**Ce qu'il faut:** Recopiez intégralement, s'il vous plaît, le récit de la compétition de gymnastique qui figure ci-dessous.

Il était une fois un pont entre deux tours…

Tout commence comme un conte médiéval, mais ce dimanche 30 avril était surtout l’occasion pour de nombreux parisiens de quitter l’autoroute d’une trop longue campagne pour emprunter les chemins d’un court exode rural.

Foin de trêve pour les aînées de la Gaga ! En ce début d’après-midi, nos habituées des joutes nationales roulaient sur une route départementale vers l’avenue de l’Honneur régional dont elles représentaient la majorité absolue (quatre gymnastes sur sept engagées au plus haut niveau). Mais que serait la quantité sans la qualité ? Elise, Laure, Marie et Noémie le savaient bien : elles allaient devoir donner le meilleur d’elles-mêmes dans ce débat pour déguster les fruits de leur travail avant d’en faire la fête à peine anticipée, en cette veille de 1er mai.

Dominique au sol et Valérie à la poutre allaient bientôt pouvoir en juger avec la compétence et l’impartialité qui les caractérisent.

En attendant, il était encore temps d’opérer quelques sondages dans l’aménagement FSCF du code FIG. Cette relecture de dernière minute allait permettre d’apporter de subtiles modifications aux programmes proposés par nos candidates afin de faire grimper leurs notes finales de quelques précieux dixièmes. Car une compétition se gagne d’abord avec la tête et en regardant vers le haut…

Pour l’aborder avec une certaine sérénité, il fallait aussi trouver le juste dosage entre concentration et décontraction. L’expérience et la complicité affichées par nos quatre représentantes chevronnées leur permettaient de maîtriser au mieux cette alchimie délicate. Cet état d’esprit remarquable et constant ne pouvait que ravir leurs fidèles soutiens venus assister au meeting : Evna, Jean-Yves, Marie et Suzanne ne ménageaient pas leurs encouragements pour les aider à se dépasser, prendre et produire du plaisir à partager sans modération.

**Entrées tirées d'une collection:**
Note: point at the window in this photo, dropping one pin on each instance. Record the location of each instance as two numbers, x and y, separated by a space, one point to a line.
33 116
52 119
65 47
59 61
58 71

**Voici le résultat:**
Il était une fois un pont entre deux tours…

Tout commence comme un conte médiéval, mais ce dimanche 30 avril était surtout l’occasion pour de nombreux parisiens de quitter l’autoroute d’une trop longue campagne pour emprunter les chemins d’un court exode rural.

Foin de trêve pour les aînées de la Gaga ! En ce début d’après-midi, nos habituées des joutes nationales roulaient sur une route départementale vers l’avenue de l’Honneur régional dont elles représentaient la majorité absolue (quatre gymnastes sur sept engagées au plus haut niveau). Mais que serait la quantité sans la qualité ? Elise, Laure, Marie et Noémie le savaient bien : elles allaient devoir donner le meilleur d’elles-mêmes dans ce débat pour déguster les fruits de leur travail avant d’en faire la fête à peine anticipée, en cette veille de 1er mai.

Dominique au sol et Valérie à la poutre allaient bientôt pouvoir en juger avec la compétence et l’impartialité qui les caractérisent.

En attendant, il était encore temps d’opérer quelques sondages dans l’aménagement FSCF du code FIG. Cette relecture de dernière minute allait permettre d’apporter de subtiles modifications aux programmes proposés par nos candidates afin de faire grimper leurs notes finales de quelques précieux dixièmes. Car une compétition se gagne d’abord avec la tête et en regardant vers le haut…

Pour l’aborder avec une certaine sérénité, il fallait aussi trouver le juste dosage entre concentration et décontraction. L’expérience et la complicité affichées par nos quatre représentantes chevronnées leur permettaient de maîtriser au mieux cette alchimie délicate. Cet état d’esprit remarquable et constant ne pouvait que ravir leurs fidèles soutiens venus assister au meeting : Evna, Jean-Yves, Marie et Suzanne ne ménageaient pas leurs encouragements pour les aider à se dépasser, prendre et produire du plaisir à partager sans modération.